WHAT THIS TASK INVOLVES:
Rewrite everything from the start of the rows down to the line containing "(2, 158), (221, 285)", substituting "rear wheel" for "front wheel" and leaving all else unchanged. Omit the pictures from your answer.
--- DATA FOR THE TASK ---
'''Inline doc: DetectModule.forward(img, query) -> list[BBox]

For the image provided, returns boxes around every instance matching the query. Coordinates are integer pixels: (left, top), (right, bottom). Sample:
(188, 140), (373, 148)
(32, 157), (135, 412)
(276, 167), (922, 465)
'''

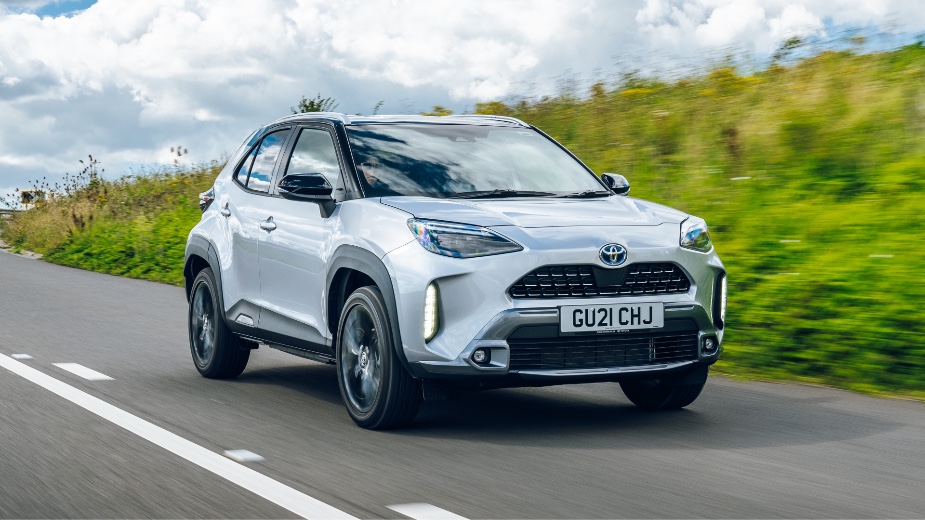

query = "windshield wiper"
(450, 190), (555, 199)
(559, 190), (613, 199)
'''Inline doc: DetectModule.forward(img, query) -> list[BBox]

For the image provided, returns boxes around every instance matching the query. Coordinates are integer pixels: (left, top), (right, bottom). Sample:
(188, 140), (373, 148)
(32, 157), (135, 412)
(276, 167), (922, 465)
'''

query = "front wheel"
(189, 267), (251, 379)
(620, 379), (706, 410)
(336, 286), (422, 429)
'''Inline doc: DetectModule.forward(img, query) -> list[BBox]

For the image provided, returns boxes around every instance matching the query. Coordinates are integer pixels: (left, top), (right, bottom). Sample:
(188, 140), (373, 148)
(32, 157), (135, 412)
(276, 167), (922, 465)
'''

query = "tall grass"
(2, 158), (221, 285)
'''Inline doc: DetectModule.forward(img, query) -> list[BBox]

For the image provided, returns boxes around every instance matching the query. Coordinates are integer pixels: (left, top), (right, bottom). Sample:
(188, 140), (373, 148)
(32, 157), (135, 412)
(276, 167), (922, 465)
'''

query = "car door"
(217, 128), (290, 327)
(259, 126), (344, 352)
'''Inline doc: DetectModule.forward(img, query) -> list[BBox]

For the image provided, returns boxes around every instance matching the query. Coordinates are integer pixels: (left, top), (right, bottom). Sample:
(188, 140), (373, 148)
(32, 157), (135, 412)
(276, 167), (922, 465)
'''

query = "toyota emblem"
(600, 244), (626, 266)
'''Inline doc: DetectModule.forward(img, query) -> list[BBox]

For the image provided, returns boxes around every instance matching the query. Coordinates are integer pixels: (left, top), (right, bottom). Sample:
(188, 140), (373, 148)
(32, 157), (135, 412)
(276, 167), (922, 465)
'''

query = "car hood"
(381, 196), (687, 228)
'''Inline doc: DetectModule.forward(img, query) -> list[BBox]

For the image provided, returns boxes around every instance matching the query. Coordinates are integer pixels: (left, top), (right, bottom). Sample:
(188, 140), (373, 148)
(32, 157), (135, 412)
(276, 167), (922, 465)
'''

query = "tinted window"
(347, 124), (604, 197)
(234, 148), (257, 186)
(286, 128), (340, 186)
(247, 130), (289, 193)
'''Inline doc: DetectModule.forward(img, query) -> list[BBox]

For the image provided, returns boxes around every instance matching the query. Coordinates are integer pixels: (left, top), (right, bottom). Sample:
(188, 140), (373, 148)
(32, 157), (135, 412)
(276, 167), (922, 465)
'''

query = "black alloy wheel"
(336, 286), (422, 429)
(189, 267), (250, 379)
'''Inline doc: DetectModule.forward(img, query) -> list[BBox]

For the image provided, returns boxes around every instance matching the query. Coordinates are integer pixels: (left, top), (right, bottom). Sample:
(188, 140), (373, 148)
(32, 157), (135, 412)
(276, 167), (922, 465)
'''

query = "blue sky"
(32, 0), (96, 17)
(0, 0), (925, 207)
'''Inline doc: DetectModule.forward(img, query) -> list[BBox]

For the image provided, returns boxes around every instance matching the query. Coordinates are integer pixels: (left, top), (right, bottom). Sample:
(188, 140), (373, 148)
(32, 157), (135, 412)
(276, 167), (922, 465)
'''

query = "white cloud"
(0, 0), (925, 205)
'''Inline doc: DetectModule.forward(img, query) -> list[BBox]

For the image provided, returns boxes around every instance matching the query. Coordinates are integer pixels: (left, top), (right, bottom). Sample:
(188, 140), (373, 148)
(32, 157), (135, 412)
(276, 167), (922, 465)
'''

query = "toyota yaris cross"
(184, 113), (726, 428)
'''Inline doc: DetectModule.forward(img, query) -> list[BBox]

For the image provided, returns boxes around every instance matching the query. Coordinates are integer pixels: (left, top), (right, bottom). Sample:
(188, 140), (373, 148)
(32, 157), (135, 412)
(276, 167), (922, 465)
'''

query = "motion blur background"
(0, 0), (925, 398)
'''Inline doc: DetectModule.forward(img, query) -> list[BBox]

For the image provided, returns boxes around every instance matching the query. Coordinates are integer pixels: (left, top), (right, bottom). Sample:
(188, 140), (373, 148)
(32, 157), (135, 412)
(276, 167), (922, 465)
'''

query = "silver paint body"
(191, 116), (724, 378)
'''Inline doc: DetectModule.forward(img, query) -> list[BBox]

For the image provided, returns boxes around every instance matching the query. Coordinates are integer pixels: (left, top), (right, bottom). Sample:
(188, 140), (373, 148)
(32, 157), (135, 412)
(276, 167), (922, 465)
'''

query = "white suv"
(184, 113), (726, 428)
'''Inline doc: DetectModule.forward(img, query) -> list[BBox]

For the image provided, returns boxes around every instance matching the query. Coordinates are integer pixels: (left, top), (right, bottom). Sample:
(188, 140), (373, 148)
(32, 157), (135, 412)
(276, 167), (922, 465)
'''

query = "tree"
(291, 92), (338, 114)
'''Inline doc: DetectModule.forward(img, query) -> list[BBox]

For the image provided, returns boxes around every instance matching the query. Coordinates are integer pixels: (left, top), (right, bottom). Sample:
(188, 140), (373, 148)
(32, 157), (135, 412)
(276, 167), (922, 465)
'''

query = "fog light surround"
(713, 273), (729, 329)
(472, 348), (491, 365)
(424, 282), (440, 342)
(700, 336), (719, 356)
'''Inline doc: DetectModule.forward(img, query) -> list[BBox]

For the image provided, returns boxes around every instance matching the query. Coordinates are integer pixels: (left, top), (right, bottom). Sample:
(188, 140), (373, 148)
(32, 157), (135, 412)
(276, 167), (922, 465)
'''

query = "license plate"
(559, 302), (665, 332)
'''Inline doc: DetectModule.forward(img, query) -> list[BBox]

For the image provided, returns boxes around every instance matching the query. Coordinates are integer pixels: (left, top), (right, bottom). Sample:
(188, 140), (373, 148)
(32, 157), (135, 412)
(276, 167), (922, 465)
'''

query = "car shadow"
(237, 364), (902, 450)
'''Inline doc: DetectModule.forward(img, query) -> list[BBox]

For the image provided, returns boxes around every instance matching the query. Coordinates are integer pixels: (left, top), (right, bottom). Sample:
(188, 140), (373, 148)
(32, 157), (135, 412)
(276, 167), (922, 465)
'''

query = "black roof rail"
(451, 114), (530, 128)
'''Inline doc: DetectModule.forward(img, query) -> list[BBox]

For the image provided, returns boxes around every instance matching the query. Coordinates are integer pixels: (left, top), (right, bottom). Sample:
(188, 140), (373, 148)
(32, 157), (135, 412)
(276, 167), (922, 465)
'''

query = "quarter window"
(234, 129), (289, 193)
(286, 128), (340, 186)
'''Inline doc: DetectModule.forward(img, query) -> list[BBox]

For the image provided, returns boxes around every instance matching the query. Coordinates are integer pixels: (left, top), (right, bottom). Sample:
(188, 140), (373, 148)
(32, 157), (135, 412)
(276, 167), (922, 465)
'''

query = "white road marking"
(222, 450), (263, 462)
(52, 363), (112, 381)
(0, 354), (356, 520)
(388, 504), (466, 520)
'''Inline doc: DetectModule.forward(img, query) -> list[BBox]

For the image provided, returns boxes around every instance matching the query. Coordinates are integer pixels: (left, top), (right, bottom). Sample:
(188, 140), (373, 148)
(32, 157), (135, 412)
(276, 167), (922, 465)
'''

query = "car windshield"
(347, 123), (607, 198)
---
FULL RESPONSE:
'''Inline doc: DetectModule.forward(img, query) -> list[BBox]

For the image provided, returns boxes around every instance matching the query. Coordinates are integer pixels: (left, top), (right, bottom). Sample:
(188, 140), (373, 148)
(32, 157), (135, 412)
(276, 167), (922, 465)
'''


query = "windshield wiper"
(450, 190), (555, 199)
(559, 190), (613, 199)
'''Inline doc: DetectModule.forward(img, query) -> list[BBox]

For the image provided, returns boxes around every instance matching the query. Coordinates are integer pixels: (left, top), (right, bottom). Sample:
(188, 140), (373, 148)
(32, 157), (135, 412)
(276, 167), (922, 465)
'''

query = "rear wheel"
(189, 267), (251, 379)
(620, 379), (706, 410)
(336, 286), (422, 429)
'''Inline doc: DetectModule.forward(img, query) -> list[BBox]

For the image provided, returns boxes around every instance matching the query. Coordinates are integer pixels: (left, top), (right, bottom). Sample:
(188, 140), (373, 148)
(32, 157), (135, 412)
(276, 167), (922, 465)
'''

query = "tall grass"
(2, 158), (221, 285)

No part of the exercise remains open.